Extracted text START

Most of the folks in my writer’s group liked the ending, whereas I saw it as implausible and as ruining the novel. I mean, life just doesn’t work out that way. Occasionally, one or two things will fall into place, but everybody can’t ride off into the sunset to the swell of violins, can they?
Or maybe they can.
Astute and insightful reader and/or writer, this is the main question I am submitting to you: IF READERS OF A PARTICULAR GENRE OR TYPE OF NOVEL EXPECT OR WANT SOMETHING, DOES THAT MAKE IT GOOD? I’ve always assumed that if there are 16 billion ways to write a short story or a novel, then only one of those 16 billion is the absolute best, and all the others are to be avoided, but perhaps I’m wrong. Whether in romantic novels or romantic movies, if folks want a happy ending, isn’t that the best way to end it?
By implication, questions might be asked about other areas. For example is the quality of an “extreme” horror novel directly proportional to the amount of gore, vomit, violence and dismemberment it contains? The higher the body count there is, the better?

Extracted text END
Record excerpts START

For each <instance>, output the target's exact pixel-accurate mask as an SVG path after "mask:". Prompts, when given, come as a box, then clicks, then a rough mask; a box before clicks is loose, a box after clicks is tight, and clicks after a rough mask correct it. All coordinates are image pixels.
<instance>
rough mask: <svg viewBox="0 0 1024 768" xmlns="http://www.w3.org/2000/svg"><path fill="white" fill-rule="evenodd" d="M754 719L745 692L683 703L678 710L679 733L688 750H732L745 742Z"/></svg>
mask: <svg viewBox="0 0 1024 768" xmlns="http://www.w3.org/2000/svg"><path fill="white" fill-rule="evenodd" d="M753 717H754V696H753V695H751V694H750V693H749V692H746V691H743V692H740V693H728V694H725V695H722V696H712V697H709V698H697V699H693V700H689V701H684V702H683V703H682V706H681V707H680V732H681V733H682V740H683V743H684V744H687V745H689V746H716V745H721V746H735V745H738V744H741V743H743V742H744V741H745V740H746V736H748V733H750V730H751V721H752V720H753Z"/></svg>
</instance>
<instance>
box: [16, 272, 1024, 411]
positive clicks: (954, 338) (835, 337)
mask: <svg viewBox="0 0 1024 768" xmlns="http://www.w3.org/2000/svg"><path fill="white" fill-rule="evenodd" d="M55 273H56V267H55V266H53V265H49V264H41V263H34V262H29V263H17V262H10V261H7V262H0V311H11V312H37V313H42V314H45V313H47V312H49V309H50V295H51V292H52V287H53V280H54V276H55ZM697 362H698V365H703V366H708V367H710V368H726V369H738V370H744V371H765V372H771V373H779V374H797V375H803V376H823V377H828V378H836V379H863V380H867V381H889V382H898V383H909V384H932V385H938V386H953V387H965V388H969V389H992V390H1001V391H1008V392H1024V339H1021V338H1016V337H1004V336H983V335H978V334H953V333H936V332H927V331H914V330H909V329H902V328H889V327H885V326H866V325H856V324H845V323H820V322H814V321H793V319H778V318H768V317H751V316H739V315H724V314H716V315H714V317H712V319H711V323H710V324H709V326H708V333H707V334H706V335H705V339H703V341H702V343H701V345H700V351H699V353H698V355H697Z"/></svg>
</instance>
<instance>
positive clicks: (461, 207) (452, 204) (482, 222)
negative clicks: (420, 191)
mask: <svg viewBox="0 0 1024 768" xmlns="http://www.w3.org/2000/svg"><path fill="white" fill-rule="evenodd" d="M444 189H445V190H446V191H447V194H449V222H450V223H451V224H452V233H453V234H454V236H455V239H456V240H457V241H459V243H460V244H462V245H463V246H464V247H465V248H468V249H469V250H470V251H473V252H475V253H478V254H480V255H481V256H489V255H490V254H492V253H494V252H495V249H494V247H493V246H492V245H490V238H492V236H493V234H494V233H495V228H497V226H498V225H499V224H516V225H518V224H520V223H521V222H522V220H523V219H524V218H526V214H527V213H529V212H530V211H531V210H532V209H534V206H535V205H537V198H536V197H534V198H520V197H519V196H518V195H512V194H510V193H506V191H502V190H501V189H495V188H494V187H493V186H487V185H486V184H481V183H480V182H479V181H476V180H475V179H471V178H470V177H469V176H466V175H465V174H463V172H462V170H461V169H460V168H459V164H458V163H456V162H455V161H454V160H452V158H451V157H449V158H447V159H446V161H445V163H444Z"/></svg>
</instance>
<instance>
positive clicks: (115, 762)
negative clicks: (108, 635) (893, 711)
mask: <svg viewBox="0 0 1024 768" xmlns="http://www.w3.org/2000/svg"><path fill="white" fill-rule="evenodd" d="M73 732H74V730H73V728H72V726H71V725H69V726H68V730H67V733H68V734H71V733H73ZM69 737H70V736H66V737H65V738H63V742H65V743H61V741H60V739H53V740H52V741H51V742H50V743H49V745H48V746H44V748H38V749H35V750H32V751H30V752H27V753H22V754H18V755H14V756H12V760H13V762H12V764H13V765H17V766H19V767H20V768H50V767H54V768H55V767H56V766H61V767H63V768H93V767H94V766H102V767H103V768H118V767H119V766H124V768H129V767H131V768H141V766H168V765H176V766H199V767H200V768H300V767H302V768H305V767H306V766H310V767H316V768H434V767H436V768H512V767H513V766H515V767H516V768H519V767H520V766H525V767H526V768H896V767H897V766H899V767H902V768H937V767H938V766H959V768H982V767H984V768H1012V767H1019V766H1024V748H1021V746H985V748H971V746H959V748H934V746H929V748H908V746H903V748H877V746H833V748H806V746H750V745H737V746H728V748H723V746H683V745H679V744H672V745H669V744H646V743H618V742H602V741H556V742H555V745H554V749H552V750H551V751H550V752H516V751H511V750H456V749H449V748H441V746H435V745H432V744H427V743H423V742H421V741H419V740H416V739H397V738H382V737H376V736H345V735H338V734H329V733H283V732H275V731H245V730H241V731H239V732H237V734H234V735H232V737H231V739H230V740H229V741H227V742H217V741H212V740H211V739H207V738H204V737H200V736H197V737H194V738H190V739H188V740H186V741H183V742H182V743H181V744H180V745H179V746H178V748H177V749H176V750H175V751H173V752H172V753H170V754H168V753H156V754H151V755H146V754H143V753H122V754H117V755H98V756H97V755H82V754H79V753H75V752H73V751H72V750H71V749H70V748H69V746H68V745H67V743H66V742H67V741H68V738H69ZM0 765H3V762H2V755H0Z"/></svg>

Record excerpts END

Reproduce the passage about happy endings from the top of the page word for word, in full.

**Written response:**
Most of the folks in my writer’s group liked the ending, whereas I saw it as implausible and as ruining the novel. I mean, life just doesn’t work out that way. Occasionally, one or two things will fall into place, but everybody can’t ride off into the sunset to the swell of violins, can they?
Or maybe they can.
Astute and insightful reader and/or writer, this is the main question I am submitting to you: IF READERS OF A PARTICULAR GENRE OR TYPE OF NOVEL EXPECT OR WANT SOMETHING, DOES THAT MAKE IT GOOD? I’ve always assumed that if there are 16 billion ways to write a short story or a novel, then only one of those 16 billion is the absolute best, and all the others are to be avoided, but perhaps I’m wrong. Whether in romantic novels or romantic movies, if folks want a happy ending, isn’t that the best way to end it?
By implication, questions might be asked about other areas. For example is the quality of an “extreme” horror novel directly proportional to the amount of gore, vomit, violence and dismemberment it contains? The higher the body count there is, the better?